● **TRECHO DO TEXTO**:
****
E tem razão. Pois nem a própria Igreja existiria,
se Cristo não houvesse ressurgido, tudo o que Ele pregara
e ensinara seria falso, como ensina São Paulo, sem essa
confirmação maior de sua divindade.
O dia da Ressurreição do Cristo, irmãos,
deve levar-nos à reflexão de todas as ressurreições
que nos estão reservadas a nós, filhos e seguidores
de sua lição e herdeiros de seu legado. Pois, na
verdade, o poder da morte, que é, no fundo, o poder do
pecado, o poder das trevas, nos ronda a cada momento. Mas, assim
como morremos ou podemos morrer muitas vezes ao longo da vida,
também muitas vezes podemos encontrar nossa própria
ressurreição.
****
● **ENUNCIADO**: Reescreva de forma mais breve, por favor, o parágrafo do trecho que começa com "O dia da Ressurreição do Cristo", mantendo seus fatos principais. A listagem que vem depois não é necessária.

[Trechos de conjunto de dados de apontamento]
****
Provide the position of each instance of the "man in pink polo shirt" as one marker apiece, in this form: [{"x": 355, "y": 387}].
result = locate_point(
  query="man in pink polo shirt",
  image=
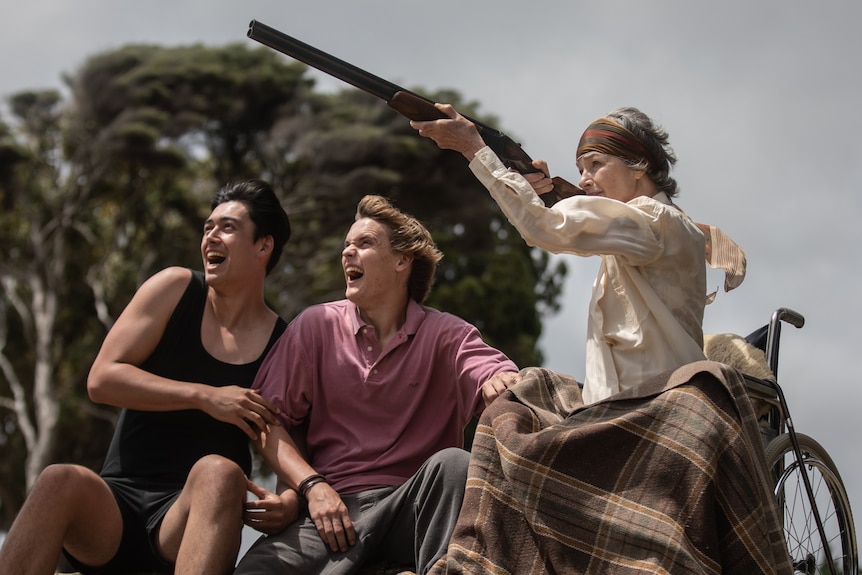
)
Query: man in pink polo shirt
[{"x": 381, "y": 387}]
****
● **RESPOSTA**: O dia da Ressurreição de Cristo deve nos levar a refletir sobre as muitas ressurreições reservadas a seus seguidores e herdeiros. O poder da morte, que no fundo é o do pecado e das trevas, nos ronda a cada momento. Mas, assim como podemos morrer muitas vezes ao longo da vida, também podemos encontrar muitas vezes nossa própria ressurreição.